%%

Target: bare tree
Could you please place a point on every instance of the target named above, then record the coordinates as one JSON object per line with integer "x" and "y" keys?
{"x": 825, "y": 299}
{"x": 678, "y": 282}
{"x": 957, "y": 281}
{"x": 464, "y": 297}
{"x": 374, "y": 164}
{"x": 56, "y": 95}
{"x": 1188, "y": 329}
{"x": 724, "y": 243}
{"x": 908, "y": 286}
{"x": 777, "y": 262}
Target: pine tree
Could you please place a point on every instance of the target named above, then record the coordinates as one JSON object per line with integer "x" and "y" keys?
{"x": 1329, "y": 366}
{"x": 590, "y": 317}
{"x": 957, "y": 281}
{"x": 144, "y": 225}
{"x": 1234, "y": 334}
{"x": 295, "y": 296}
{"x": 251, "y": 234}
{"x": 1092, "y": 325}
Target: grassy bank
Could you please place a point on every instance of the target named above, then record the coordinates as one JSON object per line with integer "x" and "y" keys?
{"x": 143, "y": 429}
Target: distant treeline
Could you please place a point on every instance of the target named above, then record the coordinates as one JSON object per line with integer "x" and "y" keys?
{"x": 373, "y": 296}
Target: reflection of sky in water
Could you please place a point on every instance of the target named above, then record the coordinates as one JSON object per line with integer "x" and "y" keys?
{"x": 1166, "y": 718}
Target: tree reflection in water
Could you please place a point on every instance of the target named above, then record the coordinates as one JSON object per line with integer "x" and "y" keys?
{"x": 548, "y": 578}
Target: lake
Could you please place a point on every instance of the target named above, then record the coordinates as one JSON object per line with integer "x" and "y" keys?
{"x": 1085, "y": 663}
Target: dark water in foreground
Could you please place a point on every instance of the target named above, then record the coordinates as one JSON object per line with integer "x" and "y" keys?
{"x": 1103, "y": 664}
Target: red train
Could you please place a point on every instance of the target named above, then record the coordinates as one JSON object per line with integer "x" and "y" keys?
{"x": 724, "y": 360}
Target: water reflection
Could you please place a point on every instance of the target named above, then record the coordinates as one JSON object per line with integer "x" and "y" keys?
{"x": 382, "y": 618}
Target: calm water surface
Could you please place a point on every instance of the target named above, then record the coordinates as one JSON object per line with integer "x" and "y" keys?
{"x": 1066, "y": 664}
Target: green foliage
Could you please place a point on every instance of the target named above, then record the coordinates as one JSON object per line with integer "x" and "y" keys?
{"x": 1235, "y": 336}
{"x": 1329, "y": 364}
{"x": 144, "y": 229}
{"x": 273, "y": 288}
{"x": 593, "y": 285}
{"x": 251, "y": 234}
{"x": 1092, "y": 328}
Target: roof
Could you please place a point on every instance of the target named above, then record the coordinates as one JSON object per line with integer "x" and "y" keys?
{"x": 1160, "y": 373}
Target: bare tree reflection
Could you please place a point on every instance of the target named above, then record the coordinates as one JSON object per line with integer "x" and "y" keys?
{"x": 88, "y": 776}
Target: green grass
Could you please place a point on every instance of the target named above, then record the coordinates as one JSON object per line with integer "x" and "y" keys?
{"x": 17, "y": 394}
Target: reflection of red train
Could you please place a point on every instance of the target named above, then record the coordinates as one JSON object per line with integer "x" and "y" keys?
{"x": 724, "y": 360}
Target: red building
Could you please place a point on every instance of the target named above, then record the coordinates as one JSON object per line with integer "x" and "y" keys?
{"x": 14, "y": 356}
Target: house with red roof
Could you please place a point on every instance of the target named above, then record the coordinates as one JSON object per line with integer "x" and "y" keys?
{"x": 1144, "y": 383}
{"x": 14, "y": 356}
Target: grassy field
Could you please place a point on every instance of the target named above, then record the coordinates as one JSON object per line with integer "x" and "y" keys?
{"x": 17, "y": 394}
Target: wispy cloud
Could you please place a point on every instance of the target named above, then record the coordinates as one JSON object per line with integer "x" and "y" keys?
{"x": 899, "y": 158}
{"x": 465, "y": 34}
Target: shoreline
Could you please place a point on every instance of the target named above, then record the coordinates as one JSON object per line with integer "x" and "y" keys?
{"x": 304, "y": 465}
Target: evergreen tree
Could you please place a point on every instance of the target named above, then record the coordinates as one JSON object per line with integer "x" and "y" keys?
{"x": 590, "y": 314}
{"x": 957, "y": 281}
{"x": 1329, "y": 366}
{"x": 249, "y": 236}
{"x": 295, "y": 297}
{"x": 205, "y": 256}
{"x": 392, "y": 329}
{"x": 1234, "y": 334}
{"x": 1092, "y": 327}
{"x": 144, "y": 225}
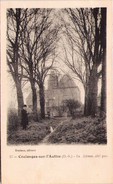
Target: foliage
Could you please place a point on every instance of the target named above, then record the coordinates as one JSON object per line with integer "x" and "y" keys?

%%

Set down, exactly as they appear above, all lines from the one that has "Target: green grass" down to the one that has "Target: reflection of red train", including those two and no others.

SOLUTION FOR THIS PROBLEM =
Target: green grass
Could you please place a point on every instance of the target named above, then record the coordinates as one JSON object per line with integer "x" and "y" keys?
{"x": 17, "y": 394}
Target: reflection of red train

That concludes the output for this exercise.